Reading passage.
◇ ◇ ◇
News (USA)

Two anti-trans bill die in Mississippi legislature due to Republican fumble

Gov. Tate Reeves
Gov. Tate Reeves (R) Photo: Screenshot/Twitter

Two transphobic bills in the Mississippi legislature have died after Republican lawmakers were unable to compromise on their provisions before a Monday deadline, the Associated Press reported. One bill would have forced trans people to use facilities in public buildings that match the gender listed on their birth certificates, and the other would have established that “there are only two sexes… male or female” and that one’s sex is defined at birth.

The Republicans in the state House and Senate had previously passed different versions of both bills, but they couldn’t agree to a single version of each one to pass to Gov. Tate Reeves (R). Reeves had previously signed laws banning trans athletes from playing on competitive sports teams matching their gender identities and banning trans minors from accessing gender-affirming healthcare.

State Rep. Joey Hood (R) said the now-dead bills were necessary “to make sure boys go to boys’ bathrooms, girls go to girls’ bathrooms.” The bathroom bill would have allowed people to sue any trans person who used a bathroom or changing area that matched their gender identity, though the bill had exceptions for children under 12, emergency medical workers, cleaning workers, janitors, and people who need assistance, the AP reported.
◇ ◇ ◇
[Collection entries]
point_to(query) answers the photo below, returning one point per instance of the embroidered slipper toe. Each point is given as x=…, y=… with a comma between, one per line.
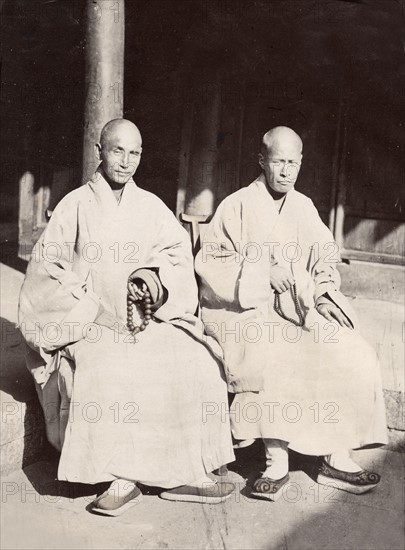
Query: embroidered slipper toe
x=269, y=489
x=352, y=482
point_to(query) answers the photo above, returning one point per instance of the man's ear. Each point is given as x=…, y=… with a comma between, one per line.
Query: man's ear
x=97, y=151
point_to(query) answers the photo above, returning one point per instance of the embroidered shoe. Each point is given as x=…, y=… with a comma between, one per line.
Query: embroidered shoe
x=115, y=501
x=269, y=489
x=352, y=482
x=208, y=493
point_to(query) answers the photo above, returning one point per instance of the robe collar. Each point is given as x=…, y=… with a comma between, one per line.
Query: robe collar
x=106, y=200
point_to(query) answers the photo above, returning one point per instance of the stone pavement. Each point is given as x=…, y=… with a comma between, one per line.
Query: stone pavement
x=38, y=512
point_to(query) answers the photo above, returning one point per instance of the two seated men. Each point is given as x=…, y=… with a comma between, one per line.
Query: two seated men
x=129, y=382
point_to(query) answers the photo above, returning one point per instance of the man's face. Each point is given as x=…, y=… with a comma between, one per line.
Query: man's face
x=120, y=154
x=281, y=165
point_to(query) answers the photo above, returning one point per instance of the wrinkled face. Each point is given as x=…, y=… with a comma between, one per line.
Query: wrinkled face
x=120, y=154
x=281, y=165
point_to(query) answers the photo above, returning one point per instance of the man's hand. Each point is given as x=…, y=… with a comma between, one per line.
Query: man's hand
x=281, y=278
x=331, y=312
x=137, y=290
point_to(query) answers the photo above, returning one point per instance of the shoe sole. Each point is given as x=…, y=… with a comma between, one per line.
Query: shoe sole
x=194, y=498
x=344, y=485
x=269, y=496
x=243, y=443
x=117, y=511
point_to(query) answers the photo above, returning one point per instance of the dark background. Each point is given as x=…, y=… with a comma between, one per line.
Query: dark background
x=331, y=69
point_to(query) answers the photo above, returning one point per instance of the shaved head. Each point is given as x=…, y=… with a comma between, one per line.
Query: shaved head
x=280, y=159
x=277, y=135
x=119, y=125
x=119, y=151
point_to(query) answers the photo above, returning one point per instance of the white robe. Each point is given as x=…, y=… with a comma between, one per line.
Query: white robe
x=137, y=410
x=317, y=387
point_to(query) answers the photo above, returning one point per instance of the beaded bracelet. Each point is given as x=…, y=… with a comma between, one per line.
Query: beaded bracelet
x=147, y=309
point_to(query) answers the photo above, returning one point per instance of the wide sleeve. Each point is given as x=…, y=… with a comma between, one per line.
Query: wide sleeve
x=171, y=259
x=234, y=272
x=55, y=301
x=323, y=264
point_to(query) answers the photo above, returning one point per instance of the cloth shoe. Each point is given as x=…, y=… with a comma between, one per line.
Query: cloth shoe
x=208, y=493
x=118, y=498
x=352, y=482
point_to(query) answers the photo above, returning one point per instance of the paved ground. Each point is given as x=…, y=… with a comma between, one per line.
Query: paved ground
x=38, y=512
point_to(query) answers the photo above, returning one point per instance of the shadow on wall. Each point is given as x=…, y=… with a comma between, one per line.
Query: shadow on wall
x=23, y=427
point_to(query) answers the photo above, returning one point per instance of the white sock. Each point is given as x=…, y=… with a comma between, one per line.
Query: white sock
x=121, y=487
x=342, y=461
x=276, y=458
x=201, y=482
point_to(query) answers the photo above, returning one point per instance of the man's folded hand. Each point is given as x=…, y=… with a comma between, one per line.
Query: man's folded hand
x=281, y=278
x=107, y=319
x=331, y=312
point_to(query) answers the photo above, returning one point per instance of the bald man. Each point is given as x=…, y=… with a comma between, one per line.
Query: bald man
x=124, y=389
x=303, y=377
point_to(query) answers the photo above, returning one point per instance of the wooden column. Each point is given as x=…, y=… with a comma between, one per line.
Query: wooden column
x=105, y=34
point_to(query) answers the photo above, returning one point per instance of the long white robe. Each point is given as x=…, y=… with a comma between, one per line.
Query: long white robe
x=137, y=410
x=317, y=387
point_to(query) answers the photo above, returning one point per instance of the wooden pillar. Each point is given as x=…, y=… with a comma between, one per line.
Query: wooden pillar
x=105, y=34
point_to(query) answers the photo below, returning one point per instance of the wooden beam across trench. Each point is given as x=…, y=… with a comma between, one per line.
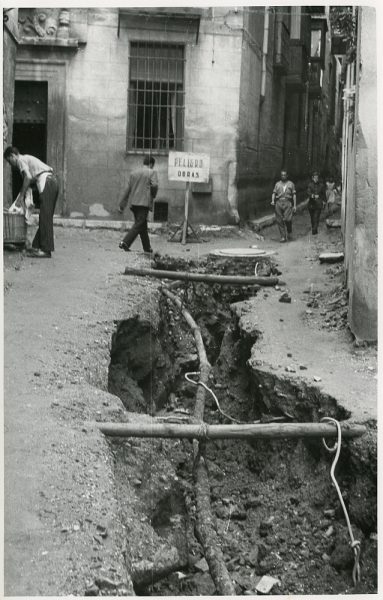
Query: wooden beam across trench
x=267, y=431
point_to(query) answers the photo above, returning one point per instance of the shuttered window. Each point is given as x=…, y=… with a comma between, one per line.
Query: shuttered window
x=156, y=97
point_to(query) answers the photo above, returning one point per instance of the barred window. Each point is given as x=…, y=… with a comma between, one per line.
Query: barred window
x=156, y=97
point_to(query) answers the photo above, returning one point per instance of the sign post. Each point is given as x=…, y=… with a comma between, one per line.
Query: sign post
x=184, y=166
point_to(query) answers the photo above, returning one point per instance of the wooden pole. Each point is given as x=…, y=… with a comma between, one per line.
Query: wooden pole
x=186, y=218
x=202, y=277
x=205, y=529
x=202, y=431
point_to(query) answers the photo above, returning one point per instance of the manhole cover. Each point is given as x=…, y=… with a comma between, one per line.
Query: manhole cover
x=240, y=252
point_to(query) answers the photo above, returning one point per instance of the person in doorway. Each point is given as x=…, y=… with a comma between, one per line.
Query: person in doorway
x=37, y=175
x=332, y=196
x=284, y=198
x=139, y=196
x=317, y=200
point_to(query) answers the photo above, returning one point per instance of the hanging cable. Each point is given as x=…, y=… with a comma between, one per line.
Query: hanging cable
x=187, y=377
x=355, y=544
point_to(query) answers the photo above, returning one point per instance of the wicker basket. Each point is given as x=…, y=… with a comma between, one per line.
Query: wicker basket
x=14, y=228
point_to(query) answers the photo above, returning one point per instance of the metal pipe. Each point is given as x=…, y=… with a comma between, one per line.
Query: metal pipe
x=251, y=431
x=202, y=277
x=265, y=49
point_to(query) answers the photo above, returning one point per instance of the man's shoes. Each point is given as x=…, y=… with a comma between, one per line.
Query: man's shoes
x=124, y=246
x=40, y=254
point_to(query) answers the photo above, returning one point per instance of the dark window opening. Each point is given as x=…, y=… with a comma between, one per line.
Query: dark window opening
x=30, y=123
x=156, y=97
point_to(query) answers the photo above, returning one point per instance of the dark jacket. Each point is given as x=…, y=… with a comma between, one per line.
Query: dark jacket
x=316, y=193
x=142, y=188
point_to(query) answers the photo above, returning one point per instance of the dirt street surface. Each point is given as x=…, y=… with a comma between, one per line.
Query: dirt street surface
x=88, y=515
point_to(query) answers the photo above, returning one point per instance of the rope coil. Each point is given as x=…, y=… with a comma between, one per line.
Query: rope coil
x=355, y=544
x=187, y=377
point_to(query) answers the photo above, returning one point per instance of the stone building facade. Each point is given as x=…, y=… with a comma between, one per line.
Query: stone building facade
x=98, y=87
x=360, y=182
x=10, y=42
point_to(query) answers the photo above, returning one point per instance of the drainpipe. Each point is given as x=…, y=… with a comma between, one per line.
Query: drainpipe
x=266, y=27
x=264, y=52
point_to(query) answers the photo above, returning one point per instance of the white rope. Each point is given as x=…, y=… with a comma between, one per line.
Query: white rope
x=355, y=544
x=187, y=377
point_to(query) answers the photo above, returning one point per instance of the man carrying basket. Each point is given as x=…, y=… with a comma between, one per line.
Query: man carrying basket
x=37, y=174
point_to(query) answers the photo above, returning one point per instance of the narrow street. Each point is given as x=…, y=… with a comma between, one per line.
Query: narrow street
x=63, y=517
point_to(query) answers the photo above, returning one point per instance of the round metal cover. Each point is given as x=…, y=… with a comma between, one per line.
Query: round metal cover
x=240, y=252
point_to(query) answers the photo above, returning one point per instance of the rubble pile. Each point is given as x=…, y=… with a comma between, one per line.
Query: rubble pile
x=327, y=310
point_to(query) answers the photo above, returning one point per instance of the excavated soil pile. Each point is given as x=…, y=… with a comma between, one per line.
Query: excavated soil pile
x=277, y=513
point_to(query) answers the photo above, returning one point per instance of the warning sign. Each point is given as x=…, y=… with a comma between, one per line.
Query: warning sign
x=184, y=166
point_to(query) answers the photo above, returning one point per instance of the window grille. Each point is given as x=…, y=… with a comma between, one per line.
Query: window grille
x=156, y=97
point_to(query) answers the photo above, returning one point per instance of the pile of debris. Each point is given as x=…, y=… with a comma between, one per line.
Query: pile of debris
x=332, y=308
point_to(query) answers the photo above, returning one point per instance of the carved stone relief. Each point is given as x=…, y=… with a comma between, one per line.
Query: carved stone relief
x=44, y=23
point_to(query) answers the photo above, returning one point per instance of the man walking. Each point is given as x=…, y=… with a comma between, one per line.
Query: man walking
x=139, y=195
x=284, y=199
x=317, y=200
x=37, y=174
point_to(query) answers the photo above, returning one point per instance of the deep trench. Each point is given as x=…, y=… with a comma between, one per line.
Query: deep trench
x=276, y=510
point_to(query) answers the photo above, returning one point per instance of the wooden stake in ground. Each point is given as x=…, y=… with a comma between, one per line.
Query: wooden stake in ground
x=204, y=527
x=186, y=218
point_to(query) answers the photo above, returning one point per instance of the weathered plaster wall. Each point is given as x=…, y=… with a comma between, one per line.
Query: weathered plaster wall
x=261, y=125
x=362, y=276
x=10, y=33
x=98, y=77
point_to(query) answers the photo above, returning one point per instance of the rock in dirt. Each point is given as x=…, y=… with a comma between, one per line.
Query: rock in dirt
◇ ◇ ◇
Carry on the news article about the two failed Mississippi anti-trans bills, starting after its last sentence. The listing stands apart from the news article and is separate material.

State Rep. Zakiya Summers (D), who is Black, compared the bathroom bill to discriminatory bills during the Jim Crow era that limited which bathrooms Black people could use.

“It reminded me of what my ancestors had to deal with at a time when they couldn’t go in the bathroom, either, and they wouldn’t dare stick their toe in a pool,” Summers said.

The second now-dead bill, entitled the “Mississippi Women’s Bill of Rights,” would have defined gendered terms like “woman,” “man,” “mother,” “father,” “female,” “male,” and “sex” by the sex assigned by doctors at the moment of one’s birth. The law would have impeded trans people from changing the gender listed on their government-issued documents.

When Reeves signed the ban on gender-affirming care into law in March, he was joined at the signing ceremony by anti-trans filmmaker and Daily Wire columnist Matt Walsh, as well as activists from Alliance Defending Freedom and Madison County Moms for Liberty, two anti-LGBTQ+ organizations.

A statement released by The Spectrum Center, an LGBTQ+ advocacy organization in Hattiesburg, called Reeves’s signing of the bill “an act of violence,” adding, “He and the lawmakers who pushed this bill in Mississippi are willfully ignoring the unique needs of transgender young people, interfering with their medical care and sending a stigmatizing, exclusionary message.”

Gender-affirming care has been endorsed by the American Medical Association, the American Academy of Pediatrics, the American Psychiatric Association, and many other professional medical organizations as safe, effective, and essential for the well-being of trans people. Studies have shown that gender-affirming care improves the mental health of trans youth.